Sama seperti kebanyakan ibu-ibu lainnya, Bu Nanik suka ceritain kelakuan anaknya, aktivitasnya di sekolah, kebiasaan sehari-hari sebagai Polwan, ngenalin saya ke bapak mertua kalau pas video call, ngasih motivasi bisnis ternak ayam, traktir makan tiap kali catering petugas menunya ikan atau cuma terong rebus, atau... ya nganter belanja oleh-oleh. Sampai akhir masa tugas, saya gak pernah tau anaknya Bu Nanik ini macam mana. Tak pernah lihat fotonya sekalipun. Perjodohan macam apa ini? Jangan-jangan ini prank ....

Di hari lainnya ketika selonjoran di Lantai M Hotel Jad, Pak Wakasesus bercerita tentang kisah asmaranya. Wah ini seru nih, pikir saya. Saya jadi ingat seminar TedX tentang Talk to Stranger yang katanya salah satu ciri seseorang mulai menyimpan kepercayaan adalah dengan berbagi kisah pilunya. Kisah Pak Juhri bukan kisah pilu sih, tapi setidaknya ada bagian dari hidupnya yang sukarela ia bagikan ke saya. Aku terharu.

### SOAL LATIHAN:
1. Jawab pertanyaan berikut berdasarkan teks.
(a) Menu catering petugas apa yang membuat Bu Nanik mentraktir makan?
(b) Di mana Pak Wakasesus bercerita tentang kisah asmaranya?
(c) Apa topik seminar TedX yang teringat oleh penulis?
2. Salin tanpa perubahan bagian teks yang dimulai dari "Sama seperti kebanyakan" dan berakhir pada "ini prank ....".

### BAHAN YANG DISEDIAKAN:
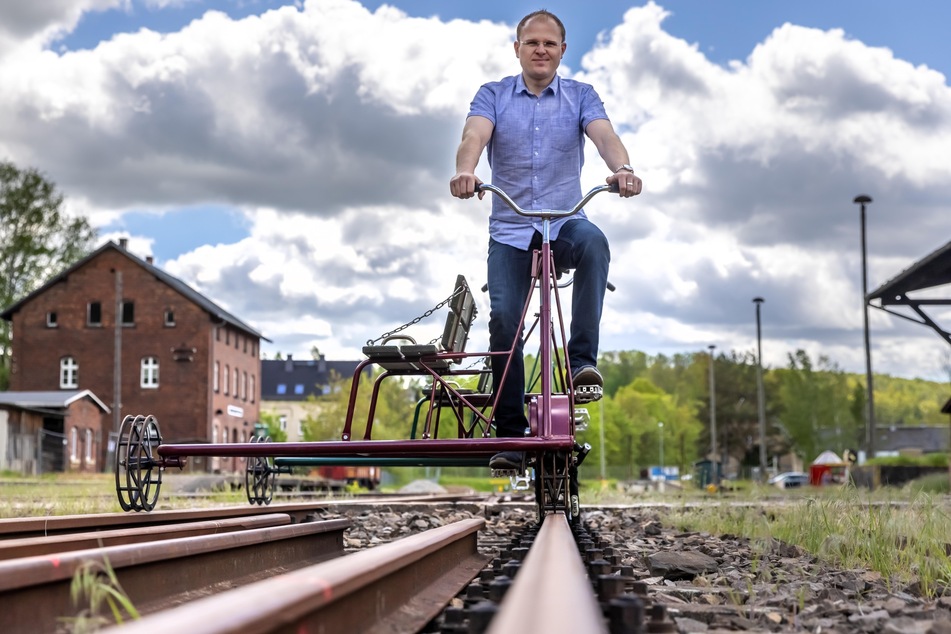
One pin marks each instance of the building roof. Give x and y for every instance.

--

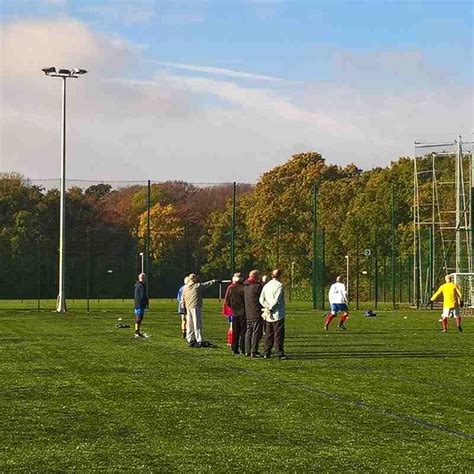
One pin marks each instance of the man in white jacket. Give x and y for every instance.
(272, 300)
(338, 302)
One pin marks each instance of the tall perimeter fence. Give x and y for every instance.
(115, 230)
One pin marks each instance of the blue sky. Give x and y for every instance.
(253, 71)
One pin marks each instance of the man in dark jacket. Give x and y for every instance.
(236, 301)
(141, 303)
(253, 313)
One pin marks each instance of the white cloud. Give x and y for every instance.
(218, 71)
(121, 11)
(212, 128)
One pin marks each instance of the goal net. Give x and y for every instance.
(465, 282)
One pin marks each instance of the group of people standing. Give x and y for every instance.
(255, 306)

==

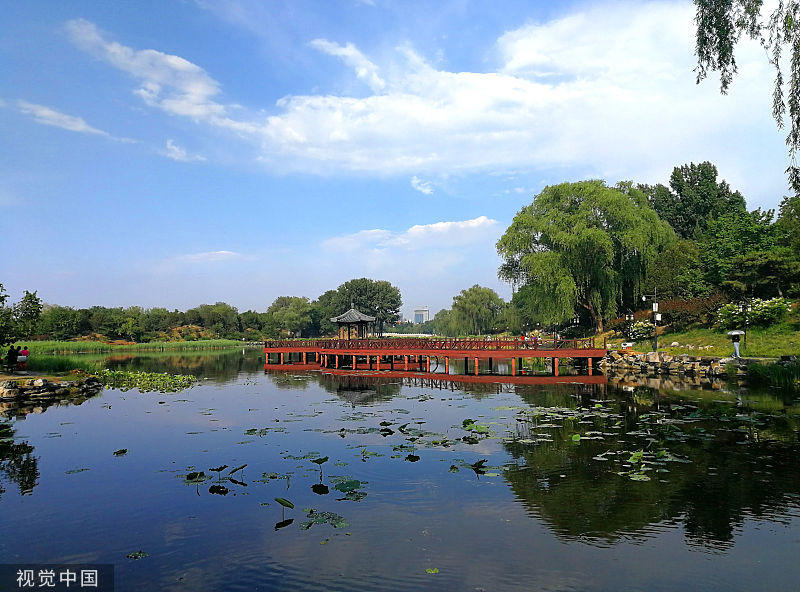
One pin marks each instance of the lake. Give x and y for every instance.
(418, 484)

### KUNCI JAWABAN:
1.
(a) Ikan atau cuma terong rebus.
(b) Di Lantai M Hotel Jad, sambil selonjoran.
(c) Talk to Stranger.

2.
Sama seperti kebanyakan ibu-ibu lainnya, Bu Nanik suka ceritain kelakuan anaknya, aktivitasnya di sekolah, kebiasaan sehari-hari sebagai Polwan, ngenalin saya ke bapak mertua kalau pas video call, ngasih motivasi bisnis ternak ayam, traktir makan tiap kali catering petugas menunya ikan atau cuma terong rebus, atau... ya nganter belanja oleh-oleh. Sampai akhir masa tugas, saya gak pernah tau anaknya Bu Nanik ini macam mana. Tak pernah lihat fotonya sekalipun. Perjodohan macam apa ini? Jangan-jangan ini prank ....